* **Given entries**
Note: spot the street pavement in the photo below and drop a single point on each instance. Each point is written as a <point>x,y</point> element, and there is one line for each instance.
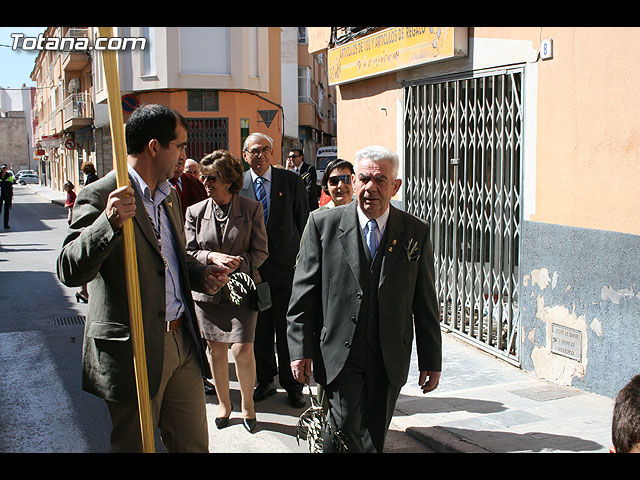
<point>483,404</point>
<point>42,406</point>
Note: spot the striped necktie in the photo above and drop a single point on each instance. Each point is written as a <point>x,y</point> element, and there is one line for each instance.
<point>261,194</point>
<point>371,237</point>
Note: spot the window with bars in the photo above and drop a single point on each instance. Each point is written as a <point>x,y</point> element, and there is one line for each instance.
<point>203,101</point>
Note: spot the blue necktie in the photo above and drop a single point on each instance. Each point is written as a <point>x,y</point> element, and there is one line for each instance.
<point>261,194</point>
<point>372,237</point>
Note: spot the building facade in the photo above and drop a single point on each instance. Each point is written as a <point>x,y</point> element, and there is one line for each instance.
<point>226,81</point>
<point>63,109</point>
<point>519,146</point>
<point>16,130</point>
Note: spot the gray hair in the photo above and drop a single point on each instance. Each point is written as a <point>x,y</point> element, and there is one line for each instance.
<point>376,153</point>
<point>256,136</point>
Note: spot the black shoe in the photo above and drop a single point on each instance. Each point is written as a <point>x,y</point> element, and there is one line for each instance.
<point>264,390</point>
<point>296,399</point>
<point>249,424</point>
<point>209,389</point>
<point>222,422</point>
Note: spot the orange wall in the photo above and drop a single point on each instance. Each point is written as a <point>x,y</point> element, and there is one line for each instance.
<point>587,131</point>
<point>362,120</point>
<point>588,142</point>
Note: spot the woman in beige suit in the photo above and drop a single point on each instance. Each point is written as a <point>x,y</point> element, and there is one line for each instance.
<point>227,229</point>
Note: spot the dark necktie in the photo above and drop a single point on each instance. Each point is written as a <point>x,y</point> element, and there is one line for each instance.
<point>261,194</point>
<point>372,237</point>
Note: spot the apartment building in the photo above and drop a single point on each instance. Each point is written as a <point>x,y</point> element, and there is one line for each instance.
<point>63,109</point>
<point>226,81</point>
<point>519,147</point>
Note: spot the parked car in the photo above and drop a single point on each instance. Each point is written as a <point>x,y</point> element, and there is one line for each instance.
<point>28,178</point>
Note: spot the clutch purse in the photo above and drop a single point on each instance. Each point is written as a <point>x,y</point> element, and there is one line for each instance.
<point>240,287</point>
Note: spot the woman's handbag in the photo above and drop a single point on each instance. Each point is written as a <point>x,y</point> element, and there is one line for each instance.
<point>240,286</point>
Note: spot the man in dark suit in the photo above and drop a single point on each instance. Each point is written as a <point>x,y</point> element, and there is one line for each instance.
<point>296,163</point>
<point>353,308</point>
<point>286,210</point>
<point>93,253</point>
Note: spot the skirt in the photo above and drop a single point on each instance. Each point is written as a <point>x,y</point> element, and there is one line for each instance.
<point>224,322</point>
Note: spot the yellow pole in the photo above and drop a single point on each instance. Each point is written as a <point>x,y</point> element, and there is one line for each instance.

* **The task**
Repeat verbatim all the material, but not the pictures.

* **Your solution**
Note: spot the street pavement in the photo below and drop a single point on each instance. Each point is written as a <point>x,y</point> element, and there is one line for each instance.
<point>483,404</point>
<point>42,406</point>
Note: spot the striped necktie in the photo above and drop a single point on each instance. Each point is written as a <point>x,y</point> element, and there is one line for each instance.
<point>261,194</point>
<point>371,237</point>
Note: spot the window with bars in the photo above and drop a single point on each instance. Each point is written as a <point>x,y</point> element, and there is one line for each instance.
<point>203,101</point>
Note: spot the blue necktie in the photo above and drop a single point on each instance. Each point is written as a <point>x,y</point> element, and there is one line for each instance.
<point>261,194</point>
<point>372,237</point>
Note: spot the building facade in the photo above and drop a single point on each instance. Each point is written as a <point>x,y</point> element, and there is one line for each instance.
<point>226,81</point>
<point>63,109</point>
<point>519,146</point>
<point>16,130</point>
Note: spot the gray hair in the photo above and drop a single point on each instance. Each point is written as a <point>x,y</point> element, and there is one line for each instance.
<point>376,153</point>
<point>256,136</point>
Note: spot the black shoe in the photo above and drop a single point on each instance. Each point is written as a <point>x,y</point> element, and there is one line for each instance.
<point>264,390</point>
<point>296,399</point>
<point>249,424</point>
<point>209,389</point>
<point>222,422</point>
Note: spot the orange wall in the photo above and drop a single point on each instance. Each point is written as a <point>x,y</point> element, and there is one line for each instance.
<point>587,131</point>
<point>362,120</point>
<point>588,142</point>
Note: spot the woman in beige suit in the photo above and drop a single point on each instance. Each point is written as a <point>x,y</point> element, and there is one line for each instance.
<point>227,229</point>
Note: spot the dark necktie in the photo above and drop a single point on each instance. Each point is written as a <point>x,y</point> element, and there is one line for each instance.
<point>261,194</point>
<point>372,237</point>
Note: spot the apartment building in the photo above and drop a single point on each instance. Each point is written as a <point>x,y</point> element, and there is one line for each instance.
<point>63,109</point>
<point>226,81</point>
<point>519,147</point>
Note: spot the parked car in the photo above and drop a single point on each instance. Each point is written as a <point>x,y</point> element, and there is one line for each instance.
<point>28,178</point>
Note: spot the clutch purse in the photo above and drop a single point on each instance. Each point is written as a <point>x,y</point> element, and there is one line for each instance.
<point>240,287</point>
Note: spot the woman's handbag in the photo above and drop a single point on each instance. Each point is written as a <point>x,y</point> element, and there is one line for each instance.
<point>240,286</point>
Note: spot the man in dark suit in the photo above and drop a single point on each instance. Each point is written as a <point>x,y</point> element, and there is one line for each instance.
<point>296,163</point>
<point>353,308</point>
<point>286,210</point>
<point>93,253</point>
Note: spot the skirt in the photo above and drop a single point on each instance. Each point is written as a <point>x,y</point> element, and there is one line for each instance.
<point>224,322</point>
Note: spot the yellow pole in the photo above and drop a single point on each instance. Each point is written as a <point>x,y</point> element, and there is one line for each instance.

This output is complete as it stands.